[begin Records supplied]

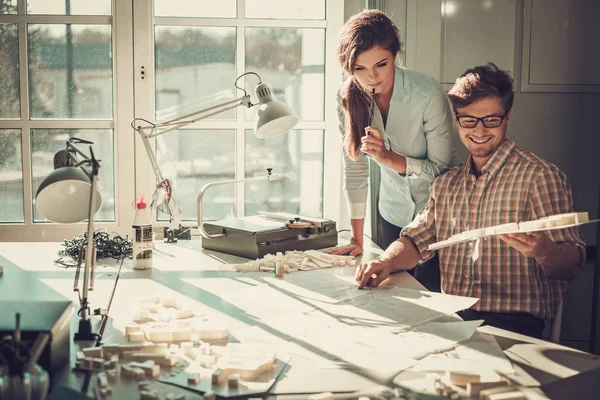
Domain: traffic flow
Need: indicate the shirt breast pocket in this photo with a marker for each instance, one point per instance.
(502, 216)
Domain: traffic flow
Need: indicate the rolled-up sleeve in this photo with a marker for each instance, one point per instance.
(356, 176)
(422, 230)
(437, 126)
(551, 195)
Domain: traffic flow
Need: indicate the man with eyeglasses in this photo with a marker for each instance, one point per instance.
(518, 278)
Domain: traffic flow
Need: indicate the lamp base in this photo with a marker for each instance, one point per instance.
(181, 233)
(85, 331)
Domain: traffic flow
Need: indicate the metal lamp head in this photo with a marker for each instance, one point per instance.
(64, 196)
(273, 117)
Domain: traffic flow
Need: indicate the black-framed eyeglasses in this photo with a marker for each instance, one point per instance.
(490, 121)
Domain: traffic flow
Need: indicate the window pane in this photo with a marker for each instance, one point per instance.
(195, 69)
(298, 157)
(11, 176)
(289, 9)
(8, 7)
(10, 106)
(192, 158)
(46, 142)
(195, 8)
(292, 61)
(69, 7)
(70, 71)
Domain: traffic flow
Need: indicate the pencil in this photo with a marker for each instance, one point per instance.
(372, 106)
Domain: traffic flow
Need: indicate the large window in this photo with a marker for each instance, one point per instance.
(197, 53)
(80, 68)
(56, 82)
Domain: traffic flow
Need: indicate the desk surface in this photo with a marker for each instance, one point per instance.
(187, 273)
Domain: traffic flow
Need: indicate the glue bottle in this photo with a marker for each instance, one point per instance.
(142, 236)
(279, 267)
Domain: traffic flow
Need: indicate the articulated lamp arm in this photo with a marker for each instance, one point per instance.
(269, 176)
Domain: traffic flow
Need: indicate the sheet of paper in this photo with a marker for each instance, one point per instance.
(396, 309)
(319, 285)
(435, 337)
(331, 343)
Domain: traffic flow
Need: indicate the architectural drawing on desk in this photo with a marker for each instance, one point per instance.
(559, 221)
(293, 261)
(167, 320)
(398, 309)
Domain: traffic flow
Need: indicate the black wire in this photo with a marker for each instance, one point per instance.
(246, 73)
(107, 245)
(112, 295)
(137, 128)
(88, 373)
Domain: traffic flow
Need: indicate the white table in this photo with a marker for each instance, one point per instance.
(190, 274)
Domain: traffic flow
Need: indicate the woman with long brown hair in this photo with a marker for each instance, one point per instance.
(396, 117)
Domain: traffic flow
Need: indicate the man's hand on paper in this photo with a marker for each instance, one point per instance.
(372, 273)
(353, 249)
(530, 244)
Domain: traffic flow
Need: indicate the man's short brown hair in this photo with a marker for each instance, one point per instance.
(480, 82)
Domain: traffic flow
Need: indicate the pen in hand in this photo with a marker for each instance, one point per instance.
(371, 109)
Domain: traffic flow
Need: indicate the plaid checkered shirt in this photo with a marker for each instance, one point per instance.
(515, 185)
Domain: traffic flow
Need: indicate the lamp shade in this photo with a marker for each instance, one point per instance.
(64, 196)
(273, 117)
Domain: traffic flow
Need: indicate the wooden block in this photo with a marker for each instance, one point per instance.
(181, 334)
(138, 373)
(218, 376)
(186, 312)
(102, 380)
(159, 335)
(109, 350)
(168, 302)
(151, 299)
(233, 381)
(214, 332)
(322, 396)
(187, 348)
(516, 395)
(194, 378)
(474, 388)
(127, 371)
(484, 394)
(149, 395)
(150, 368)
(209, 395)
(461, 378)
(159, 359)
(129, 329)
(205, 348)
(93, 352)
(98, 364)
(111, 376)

[end Records supplied]
[begin Records supplied]

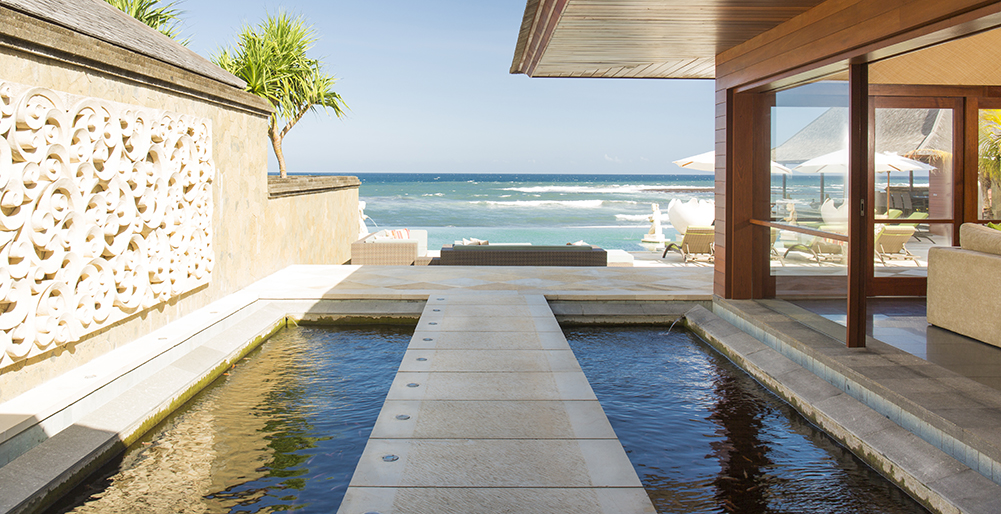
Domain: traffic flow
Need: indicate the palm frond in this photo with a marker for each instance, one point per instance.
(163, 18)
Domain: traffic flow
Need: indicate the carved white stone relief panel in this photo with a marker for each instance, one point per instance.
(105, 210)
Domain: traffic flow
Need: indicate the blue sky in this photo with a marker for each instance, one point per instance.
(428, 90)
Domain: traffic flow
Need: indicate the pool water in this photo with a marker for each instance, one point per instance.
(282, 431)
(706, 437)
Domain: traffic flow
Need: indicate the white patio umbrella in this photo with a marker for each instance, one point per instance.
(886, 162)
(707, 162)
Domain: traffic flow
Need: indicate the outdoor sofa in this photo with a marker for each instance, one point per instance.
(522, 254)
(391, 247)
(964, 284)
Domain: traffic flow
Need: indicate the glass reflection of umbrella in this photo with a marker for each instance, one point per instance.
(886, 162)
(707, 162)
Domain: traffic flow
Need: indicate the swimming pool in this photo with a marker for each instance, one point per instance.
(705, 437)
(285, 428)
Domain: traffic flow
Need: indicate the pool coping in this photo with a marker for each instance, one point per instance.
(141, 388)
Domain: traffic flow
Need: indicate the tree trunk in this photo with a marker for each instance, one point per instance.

[end Records supplied]
[begin Records supplied]

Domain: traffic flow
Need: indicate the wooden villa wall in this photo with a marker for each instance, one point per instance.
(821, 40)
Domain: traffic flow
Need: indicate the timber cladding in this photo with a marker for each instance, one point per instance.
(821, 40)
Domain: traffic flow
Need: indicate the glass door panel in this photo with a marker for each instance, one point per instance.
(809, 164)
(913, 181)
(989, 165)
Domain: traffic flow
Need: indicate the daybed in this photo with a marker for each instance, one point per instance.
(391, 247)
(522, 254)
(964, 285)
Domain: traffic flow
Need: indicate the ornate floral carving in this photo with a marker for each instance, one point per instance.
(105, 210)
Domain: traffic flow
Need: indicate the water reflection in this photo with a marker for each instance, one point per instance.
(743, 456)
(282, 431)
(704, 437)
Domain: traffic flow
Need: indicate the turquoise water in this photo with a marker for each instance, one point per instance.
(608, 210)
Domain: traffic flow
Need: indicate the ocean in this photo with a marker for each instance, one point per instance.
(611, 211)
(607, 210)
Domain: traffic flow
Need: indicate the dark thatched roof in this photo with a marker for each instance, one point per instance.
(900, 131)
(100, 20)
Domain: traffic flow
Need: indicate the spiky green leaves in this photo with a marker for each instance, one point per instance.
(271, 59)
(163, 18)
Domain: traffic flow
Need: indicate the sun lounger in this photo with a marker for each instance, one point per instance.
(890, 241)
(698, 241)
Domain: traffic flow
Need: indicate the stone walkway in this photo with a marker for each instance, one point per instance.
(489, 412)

[end Records supplied]

Count the lines in the material above that contain the string "hair". Reply with that number alone.

2